## Problem set
1 > Rewrite the coding exercises from "Given n ropes" through "will cost 6.", putting "cords" in place of "ropes" wherever it appears.
2 > Answer these questions about the coding exercises:
(a) In the rope example, which two lengths are connected first?
(b) The binary array is sorted by modifying the partitioning logic of which algorithm?
(c) What difference does the tree example produce?

## Selected extract

Given n ropes of different lengths, connect them into a single rope with minimum cost. Assume that the cost to connect two ropes is the same as the sum of their lengths.(Hint: Use a priority queue implemented using min-heap)
Input:
[5,4,2,8]
Output :
The minimum cost is 36
For example,
[5, 4, 2, 8] –> First, connect ropes of lengths 4 and 2 that will cost 6.
[5, 6, 8] –> Next, connect ropes of lengths 5 and 6 that will cost 11.
[11, 8] –> Finally, connect the remaining two ropes that will cost 19.
Therefore, the total cost for connecting all ropes is 6 + 11 + 19 = 36.
Given a binary array, sort it in linear time and constant space by modifying the partitioning logic of the Quicksort algorithm. The output should print all zeroes, followed by all ones. For example,
Input:
{1,0,1,0,1,0,0,1}
Output :
{0,0,0,0,1,1,1,1}
Construct a following tree.
1
/ \
/ \
2 3
/ / \
/ / \
4 5 6
/ \
/ \
7 8
Take this binary tree, calculate the difference between the sum of all nodes present at odd levels and the sum of all nodes present at even level. You should get the required difference as output is:
(1+4+5+6) - (2+3+7+8) = -4

## Extracted data
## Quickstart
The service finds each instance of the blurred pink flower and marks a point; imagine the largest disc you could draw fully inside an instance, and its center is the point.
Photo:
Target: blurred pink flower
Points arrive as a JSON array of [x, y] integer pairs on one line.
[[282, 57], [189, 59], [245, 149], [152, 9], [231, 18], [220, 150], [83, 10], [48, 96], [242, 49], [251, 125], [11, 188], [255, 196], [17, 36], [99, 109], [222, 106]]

## Expected outputs
1 >
Given n cords of different lengths, connect them into a single rope with minimum cost. Assume that the cost to connect two cords is the same as the sum of their lengths.(Hint: Use a priority queue implemented using min-heap)
Input:
[5,4,2,8]
Output :
The minimum cost is 36
For example,
[5, 4, 2, 8] –> First, connect cords of lengths 4 and 2 that will cost 6.

2 >
(a) 4 and 2
(b) Quicksort
(c) -4